*Problem:*
Output exactly the lines between the line that contains "Note: mark the child's hand" and the last line of the material, counting both.
▽
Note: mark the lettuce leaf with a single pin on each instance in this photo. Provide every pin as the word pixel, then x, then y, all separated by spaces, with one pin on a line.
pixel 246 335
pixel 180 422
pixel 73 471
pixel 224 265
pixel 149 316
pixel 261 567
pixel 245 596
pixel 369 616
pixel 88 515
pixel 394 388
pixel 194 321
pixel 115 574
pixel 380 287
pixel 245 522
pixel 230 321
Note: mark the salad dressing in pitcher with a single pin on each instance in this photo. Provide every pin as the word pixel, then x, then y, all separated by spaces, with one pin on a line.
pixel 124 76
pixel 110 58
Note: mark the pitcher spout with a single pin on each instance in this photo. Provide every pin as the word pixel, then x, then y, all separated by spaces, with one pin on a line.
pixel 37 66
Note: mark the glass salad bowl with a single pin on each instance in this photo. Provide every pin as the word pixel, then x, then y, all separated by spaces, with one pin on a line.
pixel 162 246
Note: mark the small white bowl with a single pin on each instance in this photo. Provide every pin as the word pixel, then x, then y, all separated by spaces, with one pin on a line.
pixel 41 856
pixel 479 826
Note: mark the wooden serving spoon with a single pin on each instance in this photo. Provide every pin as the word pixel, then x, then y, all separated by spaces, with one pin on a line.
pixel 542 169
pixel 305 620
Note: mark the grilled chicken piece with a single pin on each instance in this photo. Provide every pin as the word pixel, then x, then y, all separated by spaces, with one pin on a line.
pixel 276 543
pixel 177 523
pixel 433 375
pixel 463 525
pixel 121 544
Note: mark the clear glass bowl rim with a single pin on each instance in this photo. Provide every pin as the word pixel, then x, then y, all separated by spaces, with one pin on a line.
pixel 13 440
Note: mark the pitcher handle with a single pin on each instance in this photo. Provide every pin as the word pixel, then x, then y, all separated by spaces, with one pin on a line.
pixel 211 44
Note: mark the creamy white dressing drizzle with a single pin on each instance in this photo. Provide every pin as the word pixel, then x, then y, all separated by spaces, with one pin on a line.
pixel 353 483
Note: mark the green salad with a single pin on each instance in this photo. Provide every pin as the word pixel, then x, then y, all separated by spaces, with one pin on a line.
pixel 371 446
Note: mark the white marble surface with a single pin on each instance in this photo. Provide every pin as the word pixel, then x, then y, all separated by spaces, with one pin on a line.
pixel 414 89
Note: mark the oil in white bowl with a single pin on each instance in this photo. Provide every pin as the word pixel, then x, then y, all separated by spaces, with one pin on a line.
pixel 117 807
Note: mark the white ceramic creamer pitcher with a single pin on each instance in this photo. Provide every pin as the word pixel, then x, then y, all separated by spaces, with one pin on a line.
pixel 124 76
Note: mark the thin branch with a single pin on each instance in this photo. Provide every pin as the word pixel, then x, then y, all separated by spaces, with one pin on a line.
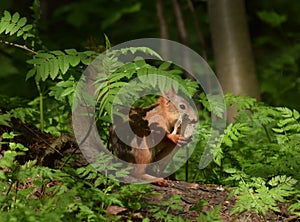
pixel 198 30
pixel 180 22
pixel 164 32
pixel 24 47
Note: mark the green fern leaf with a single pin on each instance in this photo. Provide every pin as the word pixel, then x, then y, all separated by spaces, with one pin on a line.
pixel 53 68
pixel 63 63
pixel 31 73
pixel 43 71
pixel 27 28
pixel 22 22
pixel 7 16
pixel 15 18
pixel 74 60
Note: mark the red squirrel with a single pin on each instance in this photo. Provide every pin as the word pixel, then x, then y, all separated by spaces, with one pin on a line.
pixel 160 127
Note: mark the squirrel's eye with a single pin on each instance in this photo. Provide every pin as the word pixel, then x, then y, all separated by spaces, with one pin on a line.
pixel 182 106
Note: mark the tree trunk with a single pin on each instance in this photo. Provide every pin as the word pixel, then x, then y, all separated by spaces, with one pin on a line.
pixel 234 60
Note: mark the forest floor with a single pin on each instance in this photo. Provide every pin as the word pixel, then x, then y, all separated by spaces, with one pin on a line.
pixel 195 198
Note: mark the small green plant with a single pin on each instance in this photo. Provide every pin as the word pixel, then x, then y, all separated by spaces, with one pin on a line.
pixel 162 212
pixel 258 195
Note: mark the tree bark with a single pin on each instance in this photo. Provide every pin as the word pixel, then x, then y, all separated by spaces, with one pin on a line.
pixel 234 60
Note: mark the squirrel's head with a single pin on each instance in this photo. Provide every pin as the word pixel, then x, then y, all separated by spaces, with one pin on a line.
pixel 177 104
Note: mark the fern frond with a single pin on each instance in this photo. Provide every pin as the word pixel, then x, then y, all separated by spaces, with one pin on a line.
pixel 13 24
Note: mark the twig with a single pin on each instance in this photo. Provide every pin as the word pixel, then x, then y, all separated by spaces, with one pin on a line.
pixel 24 47
pixel 198 30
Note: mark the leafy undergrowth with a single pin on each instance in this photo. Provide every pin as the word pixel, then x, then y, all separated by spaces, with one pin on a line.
pixel 44 177
pixel 69 192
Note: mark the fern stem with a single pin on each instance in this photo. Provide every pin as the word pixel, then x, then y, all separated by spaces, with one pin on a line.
pixel 41 106
pixel 24 47
pixel 267 132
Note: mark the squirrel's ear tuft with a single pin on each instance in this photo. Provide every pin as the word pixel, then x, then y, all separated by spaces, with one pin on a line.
pixel 169 93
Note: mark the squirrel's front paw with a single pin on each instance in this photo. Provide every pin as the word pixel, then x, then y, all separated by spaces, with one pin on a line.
pixel 178 139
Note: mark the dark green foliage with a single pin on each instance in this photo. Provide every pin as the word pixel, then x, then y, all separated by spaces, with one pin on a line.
pixel 259 154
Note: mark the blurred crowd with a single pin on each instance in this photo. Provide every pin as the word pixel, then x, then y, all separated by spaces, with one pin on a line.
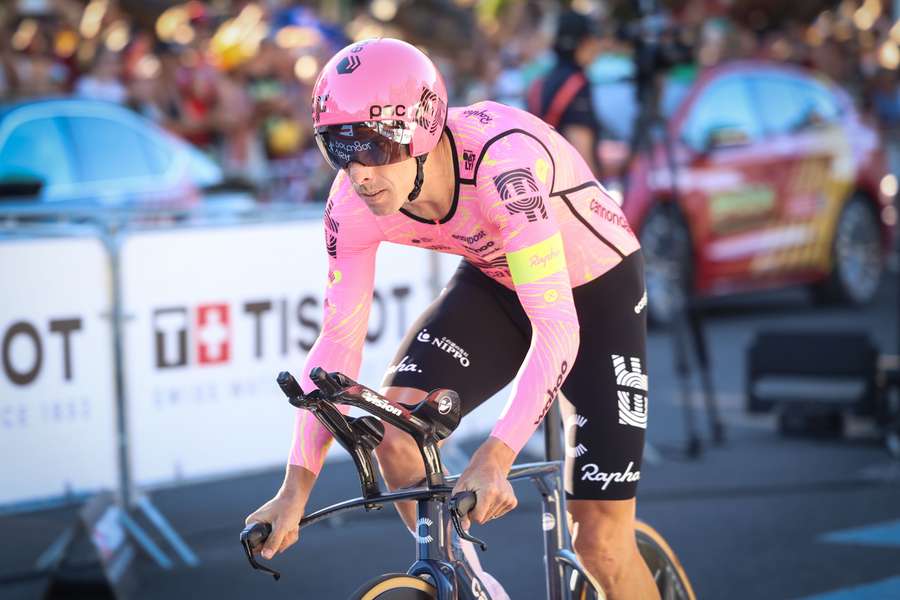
pixel 234 76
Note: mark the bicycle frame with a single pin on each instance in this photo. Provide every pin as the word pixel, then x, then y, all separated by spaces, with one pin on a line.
pixel 432 556
pixel 430 421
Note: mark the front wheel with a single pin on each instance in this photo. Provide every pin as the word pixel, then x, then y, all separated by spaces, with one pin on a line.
pixel 671 580
pixel 395 586
pixel 667 572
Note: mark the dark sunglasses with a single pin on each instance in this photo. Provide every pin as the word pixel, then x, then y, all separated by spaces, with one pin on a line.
pixel 372 144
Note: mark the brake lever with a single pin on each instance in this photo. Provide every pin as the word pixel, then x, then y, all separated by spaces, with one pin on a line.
pixel 456 519
pixel 252 537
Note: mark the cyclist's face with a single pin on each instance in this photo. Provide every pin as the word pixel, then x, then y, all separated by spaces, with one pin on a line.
pixel 384 189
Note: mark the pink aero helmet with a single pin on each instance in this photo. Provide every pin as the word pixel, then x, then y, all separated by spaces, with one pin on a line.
pixel 386 86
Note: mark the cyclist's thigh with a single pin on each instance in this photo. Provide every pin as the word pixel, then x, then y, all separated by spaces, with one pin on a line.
pixel 470 340
pixel 605 404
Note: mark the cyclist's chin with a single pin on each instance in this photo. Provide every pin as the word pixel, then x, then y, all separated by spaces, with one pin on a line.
pixel 382 204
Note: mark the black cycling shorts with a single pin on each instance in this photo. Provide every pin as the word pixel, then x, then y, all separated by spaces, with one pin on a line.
pixel 473 338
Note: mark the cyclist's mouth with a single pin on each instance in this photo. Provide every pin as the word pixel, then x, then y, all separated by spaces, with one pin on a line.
pixel 372 197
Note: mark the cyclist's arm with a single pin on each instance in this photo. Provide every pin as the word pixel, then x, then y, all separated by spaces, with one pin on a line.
pixel 514 184
pixel 348 297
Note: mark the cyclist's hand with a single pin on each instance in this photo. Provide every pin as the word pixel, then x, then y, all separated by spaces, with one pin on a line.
pixel 284 514
pixel 486 476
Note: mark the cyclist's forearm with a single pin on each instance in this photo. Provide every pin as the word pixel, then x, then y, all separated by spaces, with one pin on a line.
pixel 298 484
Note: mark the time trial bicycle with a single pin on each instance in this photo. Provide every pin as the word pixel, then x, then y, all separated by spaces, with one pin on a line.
pixel 440 571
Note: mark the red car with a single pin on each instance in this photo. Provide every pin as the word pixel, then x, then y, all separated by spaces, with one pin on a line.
pixel 780 181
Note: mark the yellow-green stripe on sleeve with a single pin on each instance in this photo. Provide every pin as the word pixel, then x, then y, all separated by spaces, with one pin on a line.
pixel 537 261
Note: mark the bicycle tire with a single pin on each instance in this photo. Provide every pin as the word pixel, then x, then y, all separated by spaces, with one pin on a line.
pixel 395 586
pixel 671 579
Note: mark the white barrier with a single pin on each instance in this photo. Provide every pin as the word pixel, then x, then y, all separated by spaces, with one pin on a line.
pixel 57 402
pixel 212 316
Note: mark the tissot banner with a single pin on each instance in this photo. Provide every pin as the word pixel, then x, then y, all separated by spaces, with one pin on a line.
pixel 213 316
pixel 57 402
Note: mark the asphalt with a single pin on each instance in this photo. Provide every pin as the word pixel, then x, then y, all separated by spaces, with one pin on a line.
pixel 753 518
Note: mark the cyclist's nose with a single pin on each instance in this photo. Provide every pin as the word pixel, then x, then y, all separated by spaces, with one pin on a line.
pixel 359 173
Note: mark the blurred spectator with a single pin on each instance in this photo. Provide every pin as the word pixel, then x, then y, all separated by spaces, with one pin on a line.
pixel 242 94
pixel 104 80
pixel 563 97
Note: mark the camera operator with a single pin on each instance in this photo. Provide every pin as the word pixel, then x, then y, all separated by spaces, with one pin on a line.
pixel 562 97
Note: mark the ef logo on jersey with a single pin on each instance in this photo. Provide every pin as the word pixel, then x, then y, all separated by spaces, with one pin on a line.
pixel 519 190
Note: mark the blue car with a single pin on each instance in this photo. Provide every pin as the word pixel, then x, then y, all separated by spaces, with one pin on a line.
pixel 74 154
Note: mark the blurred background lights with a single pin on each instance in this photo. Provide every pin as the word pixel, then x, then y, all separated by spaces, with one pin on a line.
pixel 384 10
pixel 168 23
pixel 889 55
pixel 293 36
pixel 147 67
pixel 117 36
pixel 889 185
pixel 66 43
pixel 24 34
pixel 92 19
pixel 866 15
pixel 184 34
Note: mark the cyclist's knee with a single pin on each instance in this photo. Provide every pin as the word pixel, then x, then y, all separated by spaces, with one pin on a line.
pixel 603 537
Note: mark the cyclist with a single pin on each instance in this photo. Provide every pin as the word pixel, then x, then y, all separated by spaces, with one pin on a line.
pixel 549 295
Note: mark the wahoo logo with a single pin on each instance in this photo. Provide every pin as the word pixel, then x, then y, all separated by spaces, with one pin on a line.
pixel 319 106
pixel 349 64
pixel 642 304
pixel 469 159
pixel 517 183
pixel 633 400
pixel 571 422
pixel 429 112
pixel 422 535
pixel 498 262
pixel 330 222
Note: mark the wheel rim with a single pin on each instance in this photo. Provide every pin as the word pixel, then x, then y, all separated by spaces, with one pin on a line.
pixel 666 250
pixel 858 253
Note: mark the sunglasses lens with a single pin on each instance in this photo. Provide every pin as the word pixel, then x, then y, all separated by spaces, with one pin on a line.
pixel 358 142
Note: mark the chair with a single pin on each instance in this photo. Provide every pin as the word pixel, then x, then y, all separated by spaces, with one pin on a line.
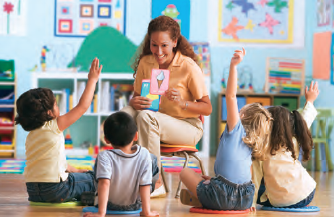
pixel 323 125
pixel 181 150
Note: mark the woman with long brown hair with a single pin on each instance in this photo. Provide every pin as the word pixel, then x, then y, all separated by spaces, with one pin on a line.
pixel 177 121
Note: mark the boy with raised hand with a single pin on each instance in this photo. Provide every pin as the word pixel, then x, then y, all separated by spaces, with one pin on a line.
pixel 124 174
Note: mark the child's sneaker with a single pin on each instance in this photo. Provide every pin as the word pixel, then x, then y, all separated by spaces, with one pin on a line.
pixel 88 198
pixel 187 198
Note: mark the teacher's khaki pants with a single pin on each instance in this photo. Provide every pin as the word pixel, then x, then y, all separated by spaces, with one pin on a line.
pixel 156 127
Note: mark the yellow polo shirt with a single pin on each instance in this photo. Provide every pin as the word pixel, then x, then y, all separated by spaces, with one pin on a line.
pixel 185 76
pixel 45 152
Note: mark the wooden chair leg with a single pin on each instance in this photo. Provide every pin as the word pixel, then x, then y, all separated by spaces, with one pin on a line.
pixel 200 162
pixel 184 166
pixel 164 179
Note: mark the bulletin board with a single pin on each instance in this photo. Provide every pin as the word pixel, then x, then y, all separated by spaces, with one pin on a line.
pixel 256 21
pixel 179 10
pixel 322 55
pixel 285 76
pixel 77 18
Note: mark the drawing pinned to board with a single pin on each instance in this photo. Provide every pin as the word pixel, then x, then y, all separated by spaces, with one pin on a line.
pixel 321 55
pixel 203 53
pixel 256 21
pixel 13 17
pixel 79 18
pixel 323 12
pixel 176 9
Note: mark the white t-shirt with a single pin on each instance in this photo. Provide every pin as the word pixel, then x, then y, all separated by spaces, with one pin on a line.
pixel 126 173
pixel 45 151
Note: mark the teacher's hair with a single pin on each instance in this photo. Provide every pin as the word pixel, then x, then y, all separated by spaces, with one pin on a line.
pixel 164 24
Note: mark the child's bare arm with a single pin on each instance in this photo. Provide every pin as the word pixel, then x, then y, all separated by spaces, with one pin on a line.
pixel 145 198
pixel 72 116
pixel 103 193
pixel 231 90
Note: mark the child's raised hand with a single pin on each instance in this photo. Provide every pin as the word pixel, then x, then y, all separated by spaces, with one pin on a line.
pixel 312 93
pixel 95 70
pixel 238 57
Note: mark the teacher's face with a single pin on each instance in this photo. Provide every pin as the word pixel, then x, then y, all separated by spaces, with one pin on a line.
pixel 161 46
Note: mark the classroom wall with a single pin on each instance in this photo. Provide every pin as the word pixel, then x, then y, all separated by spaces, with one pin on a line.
pixel 40 31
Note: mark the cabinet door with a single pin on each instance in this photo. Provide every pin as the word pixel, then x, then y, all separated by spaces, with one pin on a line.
pixel 290 103
pixel 241 103
pixel 264 101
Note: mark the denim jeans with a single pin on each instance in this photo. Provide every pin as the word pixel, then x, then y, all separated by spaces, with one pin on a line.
pixel 300 204
pixel 222 194
pixel 68 190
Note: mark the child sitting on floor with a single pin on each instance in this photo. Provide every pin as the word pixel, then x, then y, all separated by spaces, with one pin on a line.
pixel 285 182
pixel 245 136
pixel 48 177
pixel 124 174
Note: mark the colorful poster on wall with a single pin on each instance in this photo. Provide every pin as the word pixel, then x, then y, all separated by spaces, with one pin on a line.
pixel 256 21
pixel 323 12
pixel 13 15
pixel 77 18
pixel 321 55
pixel 203 53
pixel 179 10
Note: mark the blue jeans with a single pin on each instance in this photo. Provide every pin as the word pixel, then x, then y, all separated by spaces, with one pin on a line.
pixel 68 190
pixel 300 204
pixel 222 194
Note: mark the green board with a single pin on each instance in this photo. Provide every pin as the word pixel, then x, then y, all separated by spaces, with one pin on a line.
pixel 114 50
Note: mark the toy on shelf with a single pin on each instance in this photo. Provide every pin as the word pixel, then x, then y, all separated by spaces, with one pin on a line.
pixel 68 141
pixel 43 57
pixel 7 70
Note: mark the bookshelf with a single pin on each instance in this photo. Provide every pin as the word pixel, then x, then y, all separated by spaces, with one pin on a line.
pixel 7 109
pixel 88 128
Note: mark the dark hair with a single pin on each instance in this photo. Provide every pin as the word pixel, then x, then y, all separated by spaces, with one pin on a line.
pixel 120 129
pixel 287 125
pixel 32 108
pixel 163 24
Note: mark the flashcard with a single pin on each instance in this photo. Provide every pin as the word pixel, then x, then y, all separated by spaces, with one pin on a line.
pixel 145 91
pixel 159 81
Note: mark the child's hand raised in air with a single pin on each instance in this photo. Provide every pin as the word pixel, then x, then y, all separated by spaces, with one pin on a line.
pixel 238 57
pixel 95 70
pixel 312 93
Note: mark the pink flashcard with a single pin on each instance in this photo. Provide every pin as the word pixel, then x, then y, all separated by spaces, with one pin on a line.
pixel 159 81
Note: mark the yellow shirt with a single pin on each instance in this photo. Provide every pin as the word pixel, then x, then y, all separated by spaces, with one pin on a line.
△
*Response below:*
Note: mark the child's hand raised in air with a single pin on each instance in this photo. Provide every pin as the word pixel, then x, then y, all separated by spaces, with one pin on a line.
pixel 238 57
pixel 95 70
pixel 312 93
Note: mark the pink flashcard with a single pin on each instance in this photo. Provide every pin as the word pixel, then x, then y, all separated by spaces, with one pin on a line.
pixel 159 81
Note: mark the yellow shirt with a single pin on each instance in this photo. Provide every pin as the word pixel, then x, then y, all separated by spaces, with one pin on a line.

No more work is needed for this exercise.